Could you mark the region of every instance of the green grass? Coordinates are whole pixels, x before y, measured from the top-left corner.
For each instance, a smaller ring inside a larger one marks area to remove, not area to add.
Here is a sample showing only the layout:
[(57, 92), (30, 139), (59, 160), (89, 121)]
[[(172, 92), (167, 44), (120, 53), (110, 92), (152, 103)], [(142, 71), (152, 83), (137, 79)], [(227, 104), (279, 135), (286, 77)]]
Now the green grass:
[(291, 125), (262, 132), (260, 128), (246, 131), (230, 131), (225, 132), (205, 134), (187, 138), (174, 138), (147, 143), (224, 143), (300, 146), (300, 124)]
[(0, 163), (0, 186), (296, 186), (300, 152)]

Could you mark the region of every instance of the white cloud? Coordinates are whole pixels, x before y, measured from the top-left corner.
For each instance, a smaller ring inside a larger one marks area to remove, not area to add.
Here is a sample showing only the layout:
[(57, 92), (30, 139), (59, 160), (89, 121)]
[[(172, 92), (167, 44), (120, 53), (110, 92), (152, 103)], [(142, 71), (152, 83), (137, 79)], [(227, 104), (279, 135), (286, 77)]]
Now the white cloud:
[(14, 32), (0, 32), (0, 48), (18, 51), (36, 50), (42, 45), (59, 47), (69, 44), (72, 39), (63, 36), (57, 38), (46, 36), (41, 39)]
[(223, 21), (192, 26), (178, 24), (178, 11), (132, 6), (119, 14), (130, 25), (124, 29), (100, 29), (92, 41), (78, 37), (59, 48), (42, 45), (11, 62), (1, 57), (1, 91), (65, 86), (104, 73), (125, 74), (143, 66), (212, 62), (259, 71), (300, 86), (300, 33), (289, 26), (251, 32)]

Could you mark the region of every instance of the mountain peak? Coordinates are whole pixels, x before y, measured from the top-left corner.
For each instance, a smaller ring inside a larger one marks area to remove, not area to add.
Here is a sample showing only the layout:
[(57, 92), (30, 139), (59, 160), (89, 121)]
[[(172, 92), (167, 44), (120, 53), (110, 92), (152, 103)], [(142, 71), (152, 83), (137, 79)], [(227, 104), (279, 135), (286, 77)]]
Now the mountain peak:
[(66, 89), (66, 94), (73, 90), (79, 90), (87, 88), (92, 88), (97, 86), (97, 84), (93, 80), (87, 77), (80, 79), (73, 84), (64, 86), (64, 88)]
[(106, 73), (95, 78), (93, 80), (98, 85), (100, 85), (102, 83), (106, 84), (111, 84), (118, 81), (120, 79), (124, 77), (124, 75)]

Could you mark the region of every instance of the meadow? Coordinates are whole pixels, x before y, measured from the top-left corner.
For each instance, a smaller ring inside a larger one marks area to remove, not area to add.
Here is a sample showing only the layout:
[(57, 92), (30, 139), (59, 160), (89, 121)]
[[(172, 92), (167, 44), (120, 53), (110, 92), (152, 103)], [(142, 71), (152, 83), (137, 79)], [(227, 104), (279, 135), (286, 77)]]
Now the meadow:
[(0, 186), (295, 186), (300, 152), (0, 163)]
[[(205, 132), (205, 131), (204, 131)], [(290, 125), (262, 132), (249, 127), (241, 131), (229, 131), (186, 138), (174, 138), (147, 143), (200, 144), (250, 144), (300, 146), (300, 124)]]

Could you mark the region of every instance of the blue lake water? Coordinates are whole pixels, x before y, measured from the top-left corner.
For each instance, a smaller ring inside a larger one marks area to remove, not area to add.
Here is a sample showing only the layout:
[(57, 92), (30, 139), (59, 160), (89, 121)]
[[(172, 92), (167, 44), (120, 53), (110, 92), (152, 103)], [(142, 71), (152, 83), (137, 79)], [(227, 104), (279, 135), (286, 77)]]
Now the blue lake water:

▸ Your instructions
Please recast the lines above as a numbered list, leaving out the blank lines.

▸ Exercise answer
1. Could you mark the region of every instance of the green grass? Coordinates are whole pixels, x before y, measured from the top-left corner.
2. For each instance, a smaller ring inside a larger one marks area to remove, not area to add.
3. Here is a sample showing only the layout:
4. [(57, 92), (30, 139), (59, 160), (89, 121)]
5. [[(172, 92), (167, 44), (120, 53), (110, 92), (152, 103)], [(142, 71), (152, 83), (137, 79)], [(227, 104), (279, 135), (286, 77)]]
6. Now the green grass:
7. [(291, 125), (262, 132), (260, 128), (246, 131), (230, 131), (225, 132), (205, 134), (187, 138), (174, 138), (147, 143), (224, 143), (300, 146), (300, 124)]
8. [(0, 163), (0, 186), (296, 186), (300, 152)]
9. Could you mark the region of every instance of the white cloud? Coordinates are whole pixels, x before y, measured from the top-left corner.
10. For each instance, a smaller ring inside a larger one marks area to remove, not area to add.
11. Here is a sample showing only the layout:
12. [(57, 92), (30, 139), (59, 160), (89, 121)]
13. [[(172, 92), (167, 44), (120, 53), (110, 92), (152, 103)], [(142, 71), (152, 83), (137, 79)], [(227, 104), (279, 135), (286, 77)]]
14. Now the white cloud:
15. [(14, 32), (0, 32), (0, 48), (18, 51), (36, 50), (42, 45), (59, 47), (69, 44), (72, 39), (63, 36), (57, 38), (46, 36), (41, 39)]
16. [(223, 21), (192, 26), (178, 24), (178, 11), (132, 6), (119, 14), (130, 25), (124, 29), (100, 29), (92, 41), (78, 37), (59, 48), (42, 45), (11, 62), (1, 57), (1, 91), (65, 86), (104, 73), (125, 74), (143, 66), (212, 62), (259, 71), (300, 86), (300, 33), (289, 26), (251, 32)]
17. Could you mark the region of every instance of the mountain peak? Coordinates are whole pixels, x before y, measured from the top-left corner.
18. For each instance, a smaller ring inside a larger one marks area to remove, not area to add.
19. Here is a sample showing only the layout:
20. [(57, 92), (30, 139), (59, 160), (89, 121)]
21. [[(172, 92), (167, 44), (120, 53), (110, 92), (152, 103)], [(142, 71), (152, 83), (137, 79)], [(227, 104), (279, 135), (286, 77)]]
22. Now the mountain peak:
23. [(66, 89), (66, 94), (73, 90), (79, 90), (87, 88), (92, 88), (97, 86), (97, 84), (93, 80), (87, 77), (80, 79), (73, 84), (64, 86), (64, 88)]
24. [(106, 73), (95, 78), (93, 80), (98, 85), (100, 85), (102, 83), (106, 84), (111, 84), (118, 81), (120, 79), (124, 77), (124, 75)]
25. Could you mark the region of every instance of the meadow? Coordinates are whole pixels, x before y, measured from the top-left corner.
26. For each instance, a smaller ring inside a larger one marks area to remove, not area to add.
27. Here is a sample showing only the layout:
28. [(57, 92), (30, 139), (59, 160), (89, 121)]
29. [[(172, 92), (167, 44), (120, 53), (110, 92), (152, 103)], [(142, 71), (152, 83), (137, 79)], [(227, 104), (279, 135), (286, 77)]]
30. Now the meadow:
31. [(0, 186), (295, 186), (300, 152), (0, 163)]
32. [[(205, 132), (205, 131), (204, 131)], [(290, 125), (262, 132), (249, 127), (241, 131), (229, 131), (186, 138), (174, 138), (147, 143), (200, 144), (250, 144), (300, 146), (300, 124)]]
33. Could you mark the region of every instance of the blue lake water? Coordinates are whole pixels, x before y, measured from the top-left corner.
34. For each instance, a smaller ring inside a larger one marks area to remove, not area to add.
35. Here is a sample showing only the layout:
36. [(57, 92), (30, 139), (59, 160), (89, 121)]
37. [[(172, 92), (167, 44), (120, 53), (110, 92), (152, 103)], [(142, 71), (152, 83), (137, 79)], [(227, 104), (279, 135), (286, 77)]]
38. Now the blue lake water:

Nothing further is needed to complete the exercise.